* begin Entries *

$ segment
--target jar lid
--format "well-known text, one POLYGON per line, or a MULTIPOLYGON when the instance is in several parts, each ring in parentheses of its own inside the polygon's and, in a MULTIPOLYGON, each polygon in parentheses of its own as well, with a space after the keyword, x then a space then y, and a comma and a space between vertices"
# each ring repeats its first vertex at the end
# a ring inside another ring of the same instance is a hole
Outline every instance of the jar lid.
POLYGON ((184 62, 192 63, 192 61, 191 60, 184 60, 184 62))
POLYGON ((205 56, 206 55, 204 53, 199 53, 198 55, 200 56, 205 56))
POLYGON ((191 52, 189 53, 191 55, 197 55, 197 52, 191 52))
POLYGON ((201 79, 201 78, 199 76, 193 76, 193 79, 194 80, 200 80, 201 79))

* end Entries *

Required task:
Rewrite the data with every "jar lid" changed to "bottle cap", leaving everything else as it is.

Exercise output:
$ segment
--target bottle cap
--format "well-known text, one POLYGON per line, or a MULTIPOLYGON when the instance is in several parts, each ring in parentheses of its own inside the polygon's and, in a MULTIPOLYGON, each polygon in parentheses of its own as well, with a space after the keyword, x then a space then y, and a comma and a space between vertices"
# each ring repeats its first vertex at the end
# a ring inside another ring of the same instance is a hole
Outline every instance of the bottle cap.
POLYGON ((184 62, 192 63, 192 61, 191 60, 184 60, 184 62))
POLYGON ((205 56, 206 55, 204 53, 199 53, 198 55, 200 56, 205 56))
POLYGON ((191 52, 189 53, 191 55, 197 55, 197 52, 191 52))
POLYGON ((201 79, 201 78, 199 76, 193 76, 193 79, 194 80, 200 80, 201 79))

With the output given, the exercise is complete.